* **JOB**:
Could you rewrite all the rows below, substituting "color photo" for each "RGB image" and leaving everything else unchanged? Leave the pictures out of your answer.

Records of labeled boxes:

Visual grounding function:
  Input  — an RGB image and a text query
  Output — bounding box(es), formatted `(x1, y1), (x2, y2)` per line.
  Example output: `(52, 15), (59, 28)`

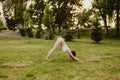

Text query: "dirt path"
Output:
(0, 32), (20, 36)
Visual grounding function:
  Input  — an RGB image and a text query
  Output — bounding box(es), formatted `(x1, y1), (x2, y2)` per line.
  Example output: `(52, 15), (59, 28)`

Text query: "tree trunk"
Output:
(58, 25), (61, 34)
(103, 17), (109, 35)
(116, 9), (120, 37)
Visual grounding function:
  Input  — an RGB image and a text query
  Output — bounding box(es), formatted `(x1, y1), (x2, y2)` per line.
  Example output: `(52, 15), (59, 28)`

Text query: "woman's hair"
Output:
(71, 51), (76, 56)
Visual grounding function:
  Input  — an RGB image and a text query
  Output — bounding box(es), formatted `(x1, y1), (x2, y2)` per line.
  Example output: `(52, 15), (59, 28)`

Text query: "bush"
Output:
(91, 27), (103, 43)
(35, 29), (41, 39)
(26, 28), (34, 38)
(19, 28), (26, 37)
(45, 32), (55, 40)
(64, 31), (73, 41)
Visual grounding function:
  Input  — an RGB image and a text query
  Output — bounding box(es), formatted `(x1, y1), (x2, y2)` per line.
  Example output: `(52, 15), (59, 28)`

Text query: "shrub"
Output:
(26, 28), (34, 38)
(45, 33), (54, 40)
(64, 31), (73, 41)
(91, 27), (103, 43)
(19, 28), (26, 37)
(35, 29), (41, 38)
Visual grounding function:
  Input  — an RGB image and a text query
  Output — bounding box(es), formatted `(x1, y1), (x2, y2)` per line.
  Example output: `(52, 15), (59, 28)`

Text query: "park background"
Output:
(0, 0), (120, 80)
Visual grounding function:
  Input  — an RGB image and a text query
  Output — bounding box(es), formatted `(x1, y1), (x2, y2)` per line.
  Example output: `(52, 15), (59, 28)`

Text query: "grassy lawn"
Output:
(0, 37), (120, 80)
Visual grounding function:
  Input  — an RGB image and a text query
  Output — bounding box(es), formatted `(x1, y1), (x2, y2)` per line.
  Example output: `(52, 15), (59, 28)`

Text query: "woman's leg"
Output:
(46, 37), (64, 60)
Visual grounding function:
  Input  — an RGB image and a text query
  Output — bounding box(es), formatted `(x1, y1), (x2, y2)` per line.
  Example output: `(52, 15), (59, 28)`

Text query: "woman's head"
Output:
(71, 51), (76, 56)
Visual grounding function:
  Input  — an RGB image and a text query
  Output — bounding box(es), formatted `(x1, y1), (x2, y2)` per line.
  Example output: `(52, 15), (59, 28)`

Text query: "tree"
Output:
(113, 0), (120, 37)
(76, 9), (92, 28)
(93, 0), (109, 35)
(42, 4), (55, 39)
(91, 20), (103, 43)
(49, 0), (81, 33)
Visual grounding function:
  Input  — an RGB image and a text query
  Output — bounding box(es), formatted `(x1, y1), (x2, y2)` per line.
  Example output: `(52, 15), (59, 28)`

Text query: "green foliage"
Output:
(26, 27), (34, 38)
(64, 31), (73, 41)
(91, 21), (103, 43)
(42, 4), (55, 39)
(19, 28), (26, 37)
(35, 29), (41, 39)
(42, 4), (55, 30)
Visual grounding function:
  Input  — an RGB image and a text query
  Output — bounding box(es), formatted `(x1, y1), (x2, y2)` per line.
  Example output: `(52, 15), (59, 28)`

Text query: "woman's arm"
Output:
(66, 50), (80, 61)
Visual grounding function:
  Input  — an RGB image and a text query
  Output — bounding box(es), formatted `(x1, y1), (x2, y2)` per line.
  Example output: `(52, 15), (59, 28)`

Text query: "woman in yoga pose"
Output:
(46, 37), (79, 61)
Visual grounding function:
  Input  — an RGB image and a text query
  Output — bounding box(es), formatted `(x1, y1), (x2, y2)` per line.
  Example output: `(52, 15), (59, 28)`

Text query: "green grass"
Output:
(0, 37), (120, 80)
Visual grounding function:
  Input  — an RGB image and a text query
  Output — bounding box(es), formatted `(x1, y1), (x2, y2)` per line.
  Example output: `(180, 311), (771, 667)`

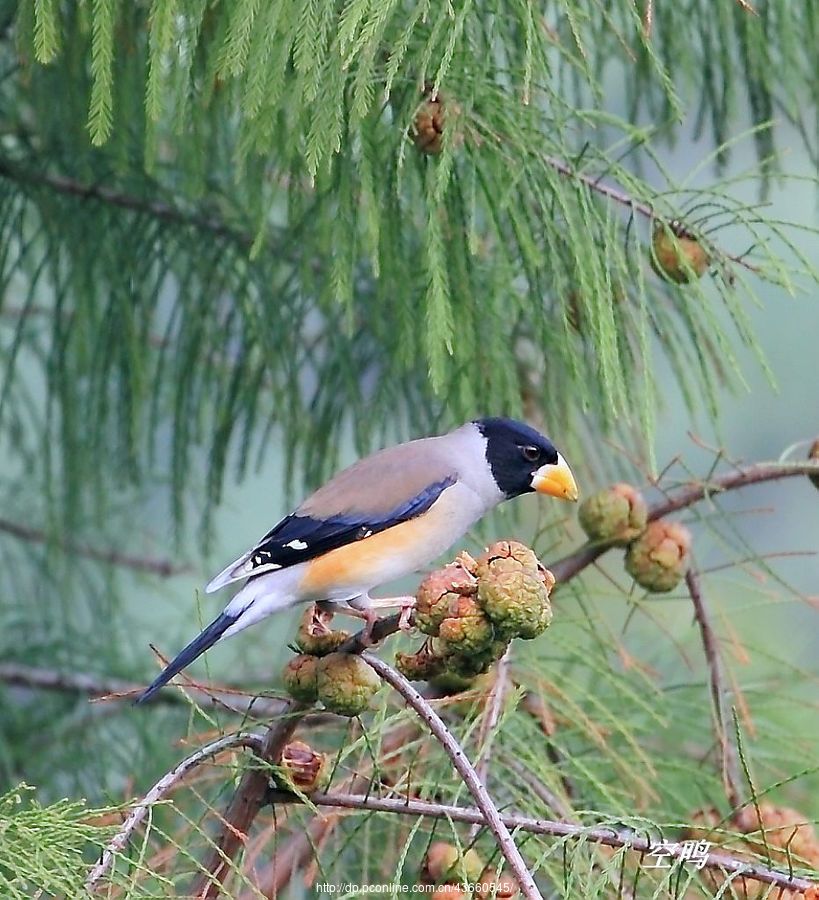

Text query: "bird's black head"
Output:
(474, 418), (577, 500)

* **ANSWER TO THIS PROBLEM**:
Visual grounding function:
  Input  — an color photo and a text query
  Output — bounding box(es), formatted `(x1, y1), (x2, y2)` per line.
  Example output: `(52, 15), (59, 28)`


Text query: "dirt path"
Output:
(0, 32), (20, 36)
Visual grounding function:
  Input  — an color photo and a text query
  Output — bounding box(es), formatted `(x1, y1), (x2, y2)` per line.
  Example output: `(52, 15), (59, 28)`

Text query: "tree trunk"
Output:
(58, 25), (61, 34)
(103, 17), (109, 35)
(116, 9), (120, 37)
Visual grounding function:
  Input  — an color photo and a text query
  Output — bounding box(es), formatted `(x1, y1), (x2, y2)` per line.
  Example output: `(52, 15), (59, 28)`

Text query: "woman's hair"
Output:
(71, 51), (76, 56)
Visual grounding function:
  Input  — an color photo and a text query
  Output — bounding box(es), formatted `(x1, y1), (x2, y2)` per line.
  Example output: `(52, 15), (59, 28)`

Text query: "bush"
Output:
(91, 27), (103, 43)
(35, 29), (41, 39)
(26, 28), (34, 38)
(19, 28), (26, 37)
(45, 32), (55, 40)
(64, 31), (73, 41)
Visual grounding function:
  Input  — an color photo and a text query
  Output — bounding box(es), formatted `(x1, y1), (x2, y2)` per line.
  Example output: `(52, 15), (59, 28)`

Text query: "shrub"
Output:
(26, 28), (34, 38)
(45, 33), (54, 40)
(64, 31), (73, 41)
(91, 27), (103, 43)
(19, 28), (26, 37)
(35, 29), (41, 38)
Visual grounding function:
  Input  — an color photo and a text query
  Output — bounding box(es), formatted `(x1, y1), (x2, y2)` per line.
  Example output: `(52, 15), (59, 28)`

Text query: "park background"
Output:
(0, 0), (120, 80)
Visual grounding function:
  Input  — an color photo and a text query
  Output — bounding box(es), formatted `(x1, y1), (x2, y2)` per line.
  Example output: `(52, 15), (59, 28)`

Text query: "grassy lawn"
Output:
(0, 37), (120, 80)
Visual grounding function:
  Input  — an color photo and a text query
  Output — bounding box(es), formatted `(x1, y1), (x2, y2)` per line.
  Example output: `(52, 15), (59, 28)`

Text query: "woman's leg"
Output:
(46, 37), (64, 60)
Visual grounding function:
  Input  — an color photo and a text query
  Output — bounding box(es), formatted `(x1, y1), (x2, y2)` per line.
  Example output: `(52, 15), (59, 28)`

Text query: "woman's head"
Output:
(71, 51), (76, 56)
Visual grounding function:
  Input  — an color photo and a text query
  Output — bounding box(es), formatted `(x1, y1), (x2, y2)` per line.
  Example output: `(52, 15), (59, 28)`

Text query: "tree"
Output:
(113, 0), (120, 37)
(76, 9), (92, 28)
(93, 0), (109, 35)
(42, 4), (55, 39)
(91, 20), (103, 43)
(49, 0), (81, 33)
Visual grounding function:
  Input  — an color photo and a text query
  Output — bounding box(es), formatted `(x1, y1), (x2, y2)` per line.
  Example output: `(52, 15), (59, 28)`

Text query: "green foliage"
Output:
(26, 27), (34, 38)
(64, 31), (73, 41)
(91, 21), (103, 43)
(42, 4), (55, 39)
(19, 28), (26, 37)
(35, 29), (41, 39)
(42, 4), (55, 30)
Visual grounding function:
  Input  — an color photo and a text query
  Output — bounding box(es), formatted `(x1, y1), (x2, y2)` per line.
  Example output: `(52, 15), (59, 28)`

Text query: "woman's arm"
Output:
(66, 50), (80, 61)
Visual grounding function:
  Input  — an color photo and a text query
  Output — bounding box(es), formatted `(x1, y1), (x2, y2)` per line.
  Example output: `(52, 15), (59, 28)`

Text query: "woman in yoga pose"
Output:
(46, 37), (79, 61)
Visual grounding function:
  Input  — an color photo and a text query
  Output — bounding box(es), formatted `(x1, y1), (x2, y2)` per line.
  Example output: `(52, 15), (59, 28)`

Text query: "green grass"
Output:
(0, 37), (120, 80)
Visual grounding function:
  Input  — an color photo and a text query
  Output — bounding box(es), formatted `(x1, y1), (x2, y2)` per line.
  Example output: `(180, 311), (771, 667)`


Text query: "bird's black head"
Output:
(474, 418), (577, 500)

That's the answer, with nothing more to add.